> **What to produce**: Transcribe exactly the lines from the one holding "For the dataset, tag each instance of the ceiling fan in" to the end of the data below, including both of those lines and no others.

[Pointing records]
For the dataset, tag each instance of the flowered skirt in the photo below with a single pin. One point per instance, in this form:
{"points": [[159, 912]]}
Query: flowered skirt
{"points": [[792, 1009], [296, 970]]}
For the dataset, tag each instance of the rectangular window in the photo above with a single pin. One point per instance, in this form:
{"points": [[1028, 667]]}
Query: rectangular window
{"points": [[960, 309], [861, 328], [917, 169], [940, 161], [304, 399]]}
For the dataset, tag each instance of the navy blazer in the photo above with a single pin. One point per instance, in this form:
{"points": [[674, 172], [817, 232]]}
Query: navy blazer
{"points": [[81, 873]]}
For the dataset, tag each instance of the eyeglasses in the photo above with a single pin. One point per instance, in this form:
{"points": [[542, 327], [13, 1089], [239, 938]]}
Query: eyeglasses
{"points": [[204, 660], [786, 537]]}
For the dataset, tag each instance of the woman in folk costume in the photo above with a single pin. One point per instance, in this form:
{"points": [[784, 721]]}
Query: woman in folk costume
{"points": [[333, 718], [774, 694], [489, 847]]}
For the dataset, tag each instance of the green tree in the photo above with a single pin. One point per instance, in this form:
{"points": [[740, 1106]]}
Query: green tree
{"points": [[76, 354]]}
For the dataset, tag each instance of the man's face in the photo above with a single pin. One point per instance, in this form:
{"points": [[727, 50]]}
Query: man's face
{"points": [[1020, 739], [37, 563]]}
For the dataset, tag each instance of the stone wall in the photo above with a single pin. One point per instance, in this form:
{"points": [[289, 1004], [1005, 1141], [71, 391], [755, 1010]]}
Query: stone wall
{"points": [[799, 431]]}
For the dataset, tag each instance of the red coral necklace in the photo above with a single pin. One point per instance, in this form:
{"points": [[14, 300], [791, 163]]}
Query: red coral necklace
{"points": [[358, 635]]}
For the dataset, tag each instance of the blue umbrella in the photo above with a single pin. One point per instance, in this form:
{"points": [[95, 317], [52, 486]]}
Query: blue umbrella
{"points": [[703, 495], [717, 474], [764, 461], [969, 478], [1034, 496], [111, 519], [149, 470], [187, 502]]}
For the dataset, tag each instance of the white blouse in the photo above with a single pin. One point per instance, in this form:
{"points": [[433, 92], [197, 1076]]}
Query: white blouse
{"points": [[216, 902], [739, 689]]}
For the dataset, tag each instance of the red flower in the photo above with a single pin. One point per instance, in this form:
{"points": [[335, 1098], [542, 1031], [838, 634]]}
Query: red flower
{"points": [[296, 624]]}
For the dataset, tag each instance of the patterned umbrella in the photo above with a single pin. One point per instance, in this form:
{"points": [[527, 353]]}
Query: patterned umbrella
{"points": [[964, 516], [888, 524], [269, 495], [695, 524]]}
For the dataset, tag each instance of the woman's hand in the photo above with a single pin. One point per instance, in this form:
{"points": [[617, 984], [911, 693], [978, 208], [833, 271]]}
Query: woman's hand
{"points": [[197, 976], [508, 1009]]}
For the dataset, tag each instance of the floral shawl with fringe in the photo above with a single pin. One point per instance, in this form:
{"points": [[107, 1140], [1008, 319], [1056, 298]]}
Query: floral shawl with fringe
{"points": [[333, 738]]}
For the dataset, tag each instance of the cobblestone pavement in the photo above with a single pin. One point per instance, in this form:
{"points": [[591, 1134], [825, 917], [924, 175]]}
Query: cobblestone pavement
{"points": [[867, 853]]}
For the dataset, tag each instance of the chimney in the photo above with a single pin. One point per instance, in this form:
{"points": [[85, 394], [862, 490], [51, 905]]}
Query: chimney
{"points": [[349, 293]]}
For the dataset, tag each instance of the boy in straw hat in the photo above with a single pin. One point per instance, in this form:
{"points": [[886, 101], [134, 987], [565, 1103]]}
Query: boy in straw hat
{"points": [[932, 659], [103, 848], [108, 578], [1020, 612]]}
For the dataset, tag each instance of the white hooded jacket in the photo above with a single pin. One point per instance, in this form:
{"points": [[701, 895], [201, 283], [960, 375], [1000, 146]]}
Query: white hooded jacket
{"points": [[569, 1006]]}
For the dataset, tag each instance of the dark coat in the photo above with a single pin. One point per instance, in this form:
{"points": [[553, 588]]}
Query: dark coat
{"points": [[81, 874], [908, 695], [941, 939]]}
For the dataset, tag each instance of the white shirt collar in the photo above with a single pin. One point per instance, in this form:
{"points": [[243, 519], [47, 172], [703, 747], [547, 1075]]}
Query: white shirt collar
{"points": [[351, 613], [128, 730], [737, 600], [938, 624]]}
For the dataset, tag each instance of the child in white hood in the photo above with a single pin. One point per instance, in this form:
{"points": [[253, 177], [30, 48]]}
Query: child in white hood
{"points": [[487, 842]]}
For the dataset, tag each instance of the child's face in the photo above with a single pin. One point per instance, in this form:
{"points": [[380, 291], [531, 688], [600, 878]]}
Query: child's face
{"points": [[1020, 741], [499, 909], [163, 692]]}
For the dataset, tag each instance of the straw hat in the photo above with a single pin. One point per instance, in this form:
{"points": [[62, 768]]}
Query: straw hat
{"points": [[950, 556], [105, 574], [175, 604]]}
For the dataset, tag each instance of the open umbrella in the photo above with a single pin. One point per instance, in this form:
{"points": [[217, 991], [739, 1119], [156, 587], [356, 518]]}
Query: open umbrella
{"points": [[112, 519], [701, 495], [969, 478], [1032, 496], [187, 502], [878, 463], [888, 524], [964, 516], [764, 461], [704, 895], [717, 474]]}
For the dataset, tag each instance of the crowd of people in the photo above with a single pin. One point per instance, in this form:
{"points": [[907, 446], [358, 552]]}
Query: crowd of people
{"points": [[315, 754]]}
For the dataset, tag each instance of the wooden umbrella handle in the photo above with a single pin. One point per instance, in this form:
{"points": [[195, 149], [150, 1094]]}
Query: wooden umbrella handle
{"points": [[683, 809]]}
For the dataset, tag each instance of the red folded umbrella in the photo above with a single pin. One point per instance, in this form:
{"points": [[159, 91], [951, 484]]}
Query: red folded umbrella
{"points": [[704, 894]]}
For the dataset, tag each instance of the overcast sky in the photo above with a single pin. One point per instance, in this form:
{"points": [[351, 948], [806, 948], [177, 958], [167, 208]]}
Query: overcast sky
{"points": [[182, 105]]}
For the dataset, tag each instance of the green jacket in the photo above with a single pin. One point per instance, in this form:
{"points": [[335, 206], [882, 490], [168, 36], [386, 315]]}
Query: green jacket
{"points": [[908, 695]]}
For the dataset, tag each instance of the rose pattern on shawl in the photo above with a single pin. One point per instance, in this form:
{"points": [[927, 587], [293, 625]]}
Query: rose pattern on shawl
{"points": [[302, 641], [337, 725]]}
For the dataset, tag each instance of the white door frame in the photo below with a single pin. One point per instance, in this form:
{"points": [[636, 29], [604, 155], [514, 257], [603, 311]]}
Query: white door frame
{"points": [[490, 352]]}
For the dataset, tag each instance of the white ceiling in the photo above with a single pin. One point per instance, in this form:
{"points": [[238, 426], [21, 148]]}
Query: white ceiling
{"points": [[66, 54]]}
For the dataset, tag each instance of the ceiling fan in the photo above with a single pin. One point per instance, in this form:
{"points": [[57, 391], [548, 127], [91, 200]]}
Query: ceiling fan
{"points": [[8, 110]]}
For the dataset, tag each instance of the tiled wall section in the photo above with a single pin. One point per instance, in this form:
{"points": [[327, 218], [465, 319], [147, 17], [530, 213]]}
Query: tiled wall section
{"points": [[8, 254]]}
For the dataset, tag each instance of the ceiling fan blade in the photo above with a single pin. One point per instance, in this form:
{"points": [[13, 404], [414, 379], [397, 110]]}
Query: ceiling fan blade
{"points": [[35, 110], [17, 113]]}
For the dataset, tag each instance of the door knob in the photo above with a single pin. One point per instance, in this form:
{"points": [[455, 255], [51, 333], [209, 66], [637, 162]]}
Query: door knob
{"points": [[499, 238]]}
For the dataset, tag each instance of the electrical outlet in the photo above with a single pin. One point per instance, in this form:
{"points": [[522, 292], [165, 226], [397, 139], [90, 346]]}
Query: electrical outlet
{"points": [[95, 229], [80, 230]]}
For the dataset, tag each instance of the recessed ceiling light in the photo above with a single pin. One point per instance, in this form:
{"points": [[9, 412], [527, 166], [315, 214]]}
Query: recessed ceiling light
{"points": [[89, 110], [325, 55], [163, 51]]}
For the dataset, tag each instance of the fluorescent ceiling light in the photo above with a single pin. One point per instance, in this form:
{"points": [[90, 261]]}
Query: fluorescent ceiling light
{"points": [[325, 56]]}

> **Problem solution**:
For the dataset, tag each instance of the ceiling fan in the photo above with a single pin. One point per instance, in this form:
{"points": [[57, 391], [548, 127], [91, 200]]}
Query: ceiling fan
{"points": [[8, 110]]}
For the dataset, tag each instance of the tiled wall section in the photo above with a single pin. One point per instance, in this form:
{"points": [[327, 218], [465, 319], [147, 17], [530, 213]]}
Query: tiled wall section
{"points": [[8, 254]]}
For the dataset, tag each instance of the ceiling fan blade in the photo above with a single pin. One point per instance, in this form:
{"points": [[13, 404], [414, 379], [397, 110]]}
Query: ceiling fan blade
{"points": [[35, 110], [17, 113]]}
For the dataset, tag each instance of the door knob in the photo above with a single pin. One point per instance, in this form:
{"points": [[455, 255], [51, 333], [209, 66], [637, 162]]}
Query: door knob
{"points": [[499, 238]]}
For the dataset, tag each instance of the electrical outlet in the photo above with a single pin. One point per instance, in this form:
{"points": [[522, 292], [165, 226], [397, 139], [90, 346]]}
Query: electrical outlet
{"points": [[95, 229], [80, 230]]}
For the dataset, tag each instance of the recessed ceiling light in the photo above with a single pin. One point per instance, in this form:
{"points": [[9, 412], [527, 166], [315, 214]]}
Query: recessed ceiling light
{"points": [[89, 110], [325, 55], [163, 51]]}
For the dataset, tag each instance of the fluorescent ceiling light in the photo above with a single pin. One point per instance, in this form:
{"points": [[90, 261]]}
Query: fluorescent ceiling light
{"points": [[325, 56]]}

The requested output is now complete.